* _REQUIRED WORK_
Continue the review of two books on infectious disease below, starting right after its last sentence.

* _EXTRACT TO READ_
<<<<

Contagion: How Commerce Has Spread Disease.

By Mark Harrison. Yale University Press; 376 pages; $38.

Spillover: Animal Infections and the Next Human Pandemic. By David Quammen. W.W. Norton; 592 pages; $28.95.

On Oct. 2, a British traveler flying home to Glasgow from Afghanistan began to feel ill. Within hours he was diagnosed with Crimean-Congo hemorrhagic fever. Less than 24 hours later he was dead.

This outbreak, on top of another death last month in Saudi Arabia from a previously unknown virus, has set global health agencies on edge. Ten years ago the deaths of a couple of travelers from foreign parts might not have been news at all. But the fright of the SARS outbreak in 2003 has left a lasting impression, and scientists and public-health officials now tend to see any disease threat through its lens.

It is refreshing, therefore, to take a wider look at the problem of infectious disease. Two recent books take very different approaches to the narrative of bacteria and viruses that humanity has known for centuries and the brand-new bugs that, by opportunistic accident, hop between species and start a new evolutionary tussle.

>>>>

* _INPUT DATA_
<<<<

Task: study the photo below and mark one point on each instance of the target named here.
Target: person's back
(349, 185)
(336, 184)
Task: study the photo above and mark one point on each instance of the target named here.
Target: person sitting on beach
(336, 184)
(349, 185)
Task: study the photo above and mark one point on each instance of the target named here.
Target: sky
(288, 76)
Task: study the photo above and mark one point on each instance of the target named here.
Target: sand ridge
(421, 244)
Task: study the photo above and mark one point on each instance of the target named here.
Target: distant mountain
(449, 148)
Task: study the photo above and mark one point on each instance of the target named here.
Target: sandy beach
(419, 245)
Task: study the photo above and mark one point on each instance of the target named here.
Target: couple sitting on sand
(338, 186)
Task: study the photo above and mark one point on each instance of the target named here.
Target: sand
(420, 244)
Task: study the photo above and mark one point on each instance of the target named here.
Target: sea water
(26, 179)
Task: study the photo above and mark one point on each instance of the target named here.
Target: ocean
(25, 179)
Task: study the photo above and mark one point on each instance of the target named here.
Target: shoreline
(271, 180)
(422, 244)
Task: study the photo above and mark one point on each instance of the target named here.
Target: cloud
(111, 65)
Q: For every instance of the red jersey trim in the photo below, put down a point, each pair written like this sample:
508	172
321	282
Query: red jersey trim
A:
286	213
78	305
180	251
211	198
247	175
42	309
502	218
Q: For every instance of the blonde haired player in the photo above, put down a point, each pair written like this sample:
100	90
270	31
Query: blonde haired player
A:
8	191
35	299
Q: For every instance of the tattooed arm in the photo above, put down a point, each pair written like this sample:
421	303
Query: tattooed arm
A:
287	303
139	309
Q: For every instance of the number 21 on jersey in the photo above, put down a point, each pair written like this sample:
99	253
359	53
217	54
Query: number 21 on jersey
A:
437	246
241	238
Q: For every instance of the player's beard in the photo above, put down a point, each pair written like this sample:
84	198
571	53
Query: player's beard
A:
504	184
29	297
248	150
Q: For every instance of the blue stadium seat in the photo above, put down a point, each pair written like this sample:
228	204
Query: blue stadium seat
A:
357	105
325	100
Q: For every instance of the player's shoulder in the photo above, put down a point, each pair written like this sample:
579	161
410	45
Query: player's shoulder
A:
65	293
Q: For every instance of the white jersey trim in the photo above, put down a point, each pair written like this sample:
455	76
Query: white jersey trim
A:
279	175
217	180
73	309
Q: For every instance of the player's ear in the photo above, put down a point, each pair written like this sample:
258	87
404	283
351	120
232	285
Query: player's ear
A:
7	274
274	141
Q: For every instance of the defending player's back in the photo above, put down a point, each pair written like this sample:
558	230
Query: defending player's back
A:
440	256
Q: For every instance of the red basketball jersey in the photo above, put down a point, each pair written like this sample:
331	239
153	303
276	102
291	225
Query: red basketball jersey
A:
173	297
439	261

>>>>

* _EXERCISE ANSWER_
Mark Harrison, director of Oxford University's Wellcome Unit for the History of Medicine, charts a chronological path through the history of such diseases. David Quammen, an American science journalist, picks up the story of contemporary blights, exploring how the next pandemic will be detected.

Quammen focuses on infections that pass from animals to humans -- nearly two-thirds of all human infectious diseases. Three recent outbreaks -- SARS, bird flu and swine flu -- indicate that the next pandemic is likely to come from animals.

Quammen analyzes individual diseases, searching for patterns in their outbreaks.